**Pointing entries for named objects:**
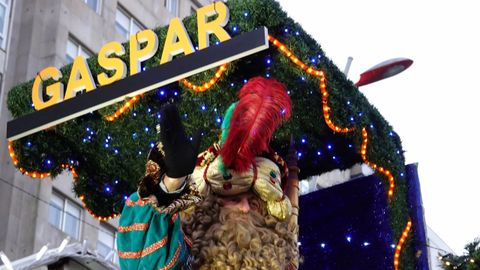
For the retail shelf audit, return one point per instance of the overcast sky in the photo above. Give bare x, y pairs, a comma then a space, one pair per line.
433, 105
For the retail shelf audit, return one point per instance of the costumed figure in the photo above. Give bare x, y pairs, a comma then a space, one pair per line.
223, 208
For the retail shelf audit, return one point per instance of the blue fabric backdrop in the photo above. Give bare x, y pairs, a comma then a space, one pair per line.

**WORK INSTRUCTIONS:** Output every line of the data above verbatim, leaving out the pictures.

**RIGHT ANSWER:**
For the retail shelf audit, return one point per instance of the overcast sky in the photo above. Give bare x, y pairs, a comma then a space, one pair per line.
433, 105
For the retail shelf audit, return one point per instance of the costumed figure in the photo above. Give bare x, y pairs, a comma then a space, one pair per line.
223, 208
For the retail shelf audit, return one point per instance of the blue fabric backdrop in the photo above. Give bare x, y pairs, a comma then a space, one pair per line.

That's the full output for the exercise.